Your objective » Your reply should be an exact copy of the lines from the one that holds "In this exercise you will locate the mountain" to the end of the data below.

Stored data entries

○ ○ ○ ○ ○

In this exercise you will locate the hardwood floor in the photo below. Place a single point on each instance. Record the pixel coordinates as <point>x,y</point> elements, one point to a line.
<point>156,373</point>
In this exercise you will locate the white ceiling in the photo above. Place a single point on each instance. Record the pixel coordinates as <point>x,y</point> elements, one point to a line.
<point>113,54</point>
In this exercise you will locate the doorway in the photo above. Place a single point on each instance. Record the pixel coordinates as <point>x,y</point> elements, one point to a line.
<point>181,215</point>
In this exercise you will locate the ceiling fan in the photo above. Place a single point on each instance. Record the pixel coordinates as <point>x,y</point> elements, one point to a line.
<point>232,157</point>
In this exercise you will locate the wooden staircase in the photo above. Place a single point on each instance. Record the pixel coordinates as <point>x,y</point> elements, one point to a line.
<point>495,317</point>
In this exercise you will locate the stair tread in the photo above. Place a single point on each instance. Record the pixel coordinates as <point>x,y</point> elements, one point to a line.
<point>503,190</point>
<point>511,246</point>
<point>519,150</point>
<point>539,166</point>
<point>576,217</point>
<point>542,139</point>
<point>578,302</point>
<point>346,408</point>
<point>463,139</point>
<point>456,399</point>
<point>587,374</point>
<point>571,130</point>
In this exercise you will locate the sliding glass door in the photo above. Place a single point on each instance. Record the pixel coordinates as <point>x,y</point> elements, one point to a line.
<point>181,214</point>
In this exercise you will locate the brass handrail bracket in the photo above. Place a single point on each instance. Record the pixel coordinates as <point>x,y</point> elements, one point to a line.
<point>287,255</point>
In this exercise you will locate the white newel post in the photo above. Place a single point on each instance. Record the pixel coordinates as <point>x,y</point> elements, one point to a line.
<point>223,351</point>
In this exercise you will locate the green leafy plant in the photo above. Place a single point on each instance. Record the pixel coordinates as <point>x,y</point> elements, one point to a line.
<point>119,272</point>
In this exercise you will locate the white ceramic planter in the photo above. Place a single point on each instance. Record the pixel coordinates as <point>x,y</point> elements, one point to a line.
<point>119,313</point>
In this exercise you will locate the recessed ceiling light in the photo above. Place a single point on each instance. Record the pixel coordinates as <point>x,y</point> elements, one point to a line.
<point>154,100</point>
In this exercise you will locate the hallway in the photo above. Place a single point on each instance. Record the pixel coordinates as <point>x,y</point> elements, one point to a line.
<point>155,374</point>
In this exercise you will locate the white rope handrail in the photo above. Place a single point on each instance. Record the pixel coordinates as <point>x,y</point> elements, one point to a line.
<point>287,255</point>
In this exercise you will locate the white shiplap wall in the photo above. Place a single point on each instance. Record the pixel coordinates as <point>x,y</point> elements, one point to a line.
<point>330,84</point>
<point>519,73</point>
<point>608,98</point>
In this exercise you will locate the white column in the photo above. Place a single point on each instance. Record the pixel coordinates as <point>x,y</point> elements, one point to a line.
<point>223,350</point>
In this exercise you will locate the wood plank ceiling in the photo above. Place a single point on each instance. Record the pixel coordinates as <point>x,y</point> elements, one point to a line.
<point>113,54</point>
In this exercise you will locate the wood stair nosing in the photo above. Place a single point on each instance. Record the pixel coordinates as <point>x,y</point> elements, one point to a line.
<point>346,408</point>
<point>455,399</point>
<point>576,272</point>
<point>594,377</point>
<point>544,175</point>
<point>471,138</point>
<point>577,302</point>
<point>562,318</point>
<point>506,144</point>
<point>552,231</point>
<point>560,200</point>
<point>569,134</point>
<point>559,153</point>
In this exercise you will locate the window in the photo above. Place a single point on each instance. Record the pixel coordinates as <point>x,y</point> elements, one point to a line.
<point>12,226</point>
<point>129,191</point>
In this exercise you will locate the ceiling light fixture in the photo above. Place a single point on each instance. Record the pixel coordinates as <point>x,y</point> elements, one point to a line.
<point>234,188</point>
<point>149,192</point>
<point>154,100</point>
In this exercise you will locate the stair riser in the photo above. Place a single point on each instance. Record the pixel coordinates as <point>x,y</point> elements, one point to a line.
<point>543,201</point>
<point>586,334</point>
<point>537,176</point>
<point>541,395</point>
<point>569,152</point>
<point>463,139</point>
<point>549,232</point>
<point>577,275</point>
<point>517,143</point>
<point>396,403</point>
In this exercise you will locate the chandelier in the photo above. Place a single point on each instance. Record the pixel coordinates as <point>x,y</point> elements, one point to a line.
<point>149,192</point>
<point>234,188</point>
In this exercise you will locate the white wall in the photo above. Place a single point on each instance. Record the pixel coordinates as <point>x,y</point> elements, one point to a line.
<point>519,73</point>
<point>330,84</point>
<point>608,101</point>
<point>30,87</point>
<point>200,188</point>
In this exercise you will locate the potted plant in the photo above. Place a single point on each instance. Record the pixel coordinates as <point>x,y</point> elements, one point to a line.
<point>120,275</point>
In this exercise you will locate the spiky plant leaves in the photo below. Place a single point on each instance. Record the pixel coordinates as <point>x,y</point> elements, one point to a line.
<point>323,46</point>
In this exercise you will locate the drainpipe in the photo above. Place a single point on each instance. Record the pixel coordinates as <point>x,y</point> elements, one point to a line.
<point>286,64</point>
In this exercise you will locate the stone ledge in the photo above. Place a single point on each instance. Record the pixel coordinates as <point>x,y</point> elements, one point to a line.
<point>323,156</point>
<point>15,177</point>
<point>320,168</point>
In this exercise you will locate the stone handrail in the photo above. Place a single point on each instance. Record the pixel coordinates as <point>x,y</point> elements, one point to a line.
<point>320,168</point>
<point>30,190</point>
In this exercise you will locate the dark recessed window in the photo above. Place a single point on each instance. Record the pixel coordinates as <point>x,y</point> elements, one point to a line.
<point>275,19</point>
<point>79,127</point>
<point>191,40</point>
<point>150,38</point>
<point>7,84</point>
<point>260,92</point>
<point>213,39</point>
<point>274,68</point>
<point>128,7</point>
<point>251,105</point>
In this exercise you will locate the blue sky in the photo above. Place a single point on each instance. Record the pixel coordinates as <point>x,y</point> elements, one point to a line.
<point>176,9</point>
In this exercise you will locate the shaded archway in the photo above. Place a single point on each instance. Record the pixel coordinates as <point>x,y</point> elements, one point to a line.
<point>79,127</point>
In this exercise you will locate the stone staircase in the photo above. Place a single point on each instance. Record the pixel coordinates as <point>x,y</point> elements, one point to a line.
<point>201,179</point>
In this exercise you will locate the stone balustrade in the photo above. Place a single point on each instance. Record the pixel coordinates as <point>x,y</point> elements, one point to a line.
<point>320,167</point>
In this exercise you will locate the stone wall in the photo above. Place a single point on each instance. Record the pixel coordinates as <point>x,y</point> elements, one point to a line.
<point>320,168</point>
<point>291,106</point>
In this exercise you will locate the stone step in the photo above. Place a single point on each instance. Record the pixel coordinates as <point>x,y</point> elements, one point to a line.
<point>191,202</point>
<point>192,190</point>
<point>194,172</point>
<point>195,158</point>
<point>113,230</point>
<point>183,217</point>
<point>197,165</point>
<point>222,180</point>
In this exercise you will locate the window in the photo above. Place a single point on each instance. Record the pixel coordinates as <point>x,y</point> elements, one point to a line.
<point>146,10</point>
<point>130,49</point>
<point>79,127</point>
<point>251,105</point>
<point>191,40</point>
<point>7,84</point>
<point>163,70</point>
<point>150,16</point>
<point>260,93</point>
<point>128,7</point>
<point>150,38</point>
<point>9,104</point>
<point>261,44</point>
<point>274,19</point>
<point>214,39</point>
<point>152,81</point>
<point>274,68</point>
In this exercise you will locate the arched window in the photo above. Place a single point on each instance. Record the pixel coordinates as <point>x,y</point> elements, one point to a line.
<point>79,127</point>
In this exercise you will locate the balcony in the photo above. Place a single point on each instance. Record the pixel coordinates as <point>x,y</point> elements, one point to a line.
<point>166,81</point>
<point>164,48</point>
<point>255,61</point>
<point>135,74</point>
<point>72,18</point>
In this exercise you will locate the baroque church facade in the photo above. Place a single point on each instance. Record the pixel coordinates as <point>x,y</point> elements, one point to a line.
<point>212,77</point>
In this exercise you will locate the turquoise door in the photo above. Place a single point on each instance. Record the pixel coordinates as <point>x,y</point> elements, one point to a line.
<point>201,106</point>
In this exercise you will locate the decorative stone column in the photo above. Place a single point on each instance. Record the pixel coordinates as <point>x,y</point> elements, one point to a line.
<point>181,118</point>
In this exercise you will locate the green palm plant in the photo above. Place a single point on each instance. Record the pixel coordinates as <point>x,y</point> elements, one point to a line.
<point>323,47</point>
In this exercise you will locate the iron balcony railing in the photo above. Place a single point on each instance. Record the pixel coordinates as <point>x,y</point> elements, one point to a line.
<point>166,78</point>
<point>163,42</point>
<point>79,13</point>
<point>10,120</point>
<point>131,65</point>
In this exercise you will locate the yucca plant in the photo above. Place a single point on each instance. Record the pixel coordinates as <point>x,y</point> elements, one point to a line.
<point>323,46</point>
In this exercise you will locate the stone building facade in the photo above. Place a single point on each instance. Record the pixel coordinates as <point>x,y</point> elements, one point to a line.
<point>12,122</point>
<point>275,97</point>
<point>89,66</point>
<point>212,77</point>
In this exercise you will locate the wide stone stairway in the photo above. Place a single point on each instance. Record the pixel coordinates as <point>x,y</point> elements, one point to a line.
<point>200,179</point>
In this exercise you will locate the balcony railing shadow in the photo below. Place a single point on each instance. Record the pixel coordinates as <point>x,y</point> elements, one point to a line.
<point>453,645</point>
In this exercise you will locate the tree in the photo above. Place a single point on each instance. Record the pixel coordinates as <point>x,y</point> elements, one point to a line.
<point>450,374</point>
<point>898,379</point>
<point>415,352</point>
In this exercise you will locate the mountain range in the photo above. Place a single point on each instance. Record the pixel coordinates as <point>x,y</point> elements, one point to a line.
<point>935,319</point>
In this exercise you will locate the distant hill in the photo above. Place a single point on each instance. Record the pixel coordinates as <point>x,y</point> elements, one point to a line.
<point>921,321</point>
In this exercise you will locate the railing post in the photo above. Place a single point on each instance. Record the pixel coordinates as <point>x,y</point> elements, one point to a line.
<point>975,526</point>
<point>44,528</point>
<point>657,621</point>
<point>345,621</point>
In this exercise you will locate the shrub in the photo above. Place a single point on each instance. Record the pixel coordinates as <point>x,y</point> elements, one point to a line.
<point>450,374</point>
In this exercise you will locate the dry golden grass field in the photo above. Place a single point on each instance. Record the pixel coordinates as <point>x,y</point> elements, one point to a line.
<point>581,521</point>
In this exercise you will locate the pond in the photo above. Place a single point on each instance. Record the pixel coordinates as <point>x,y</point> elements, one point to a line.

○ ○ ○ ○ ○

Written answer »
In this exercise you will locate the mountain range in the photo above. Place a single point on each instance. Record the pixel coordinates as <point>x,y</point> elements, one point to a line.
<point>935,319</point>
In this exercise you will locate the distant hill in the photo above. Place a single point on each instance. Record the pixel coordinates as <point>x,y</point> elements, one point to a line.
<point>921,321</point>
In this exercise you will locate the railing post in the photo above. Place a single point on each instance. Record the pixel coordinates as <point>x,y</point> elements, one point to a line.
<point>975,526</point>
<point>44,528</point>
<point>657,621</point>
<point>345,621</point>
In this exercise you will locate the shrub in the photo above. Place a single point on each instance. Record the pixel coordinates as <point>x,y</point> elements, one point to a line.
<point>450,374</point>
In this exercise you will locate the dry golden grass field in the photo above. Place a single point on each instance. Record the pixel coordinates as <point>x,y</point> elements, one point to a line.
<point>581,521</point>
In this exercise you will locate the pond in the photo above. Place a single point on each instance. Record the pixel coordinates as <point>x,y</point> elements, one point to a line.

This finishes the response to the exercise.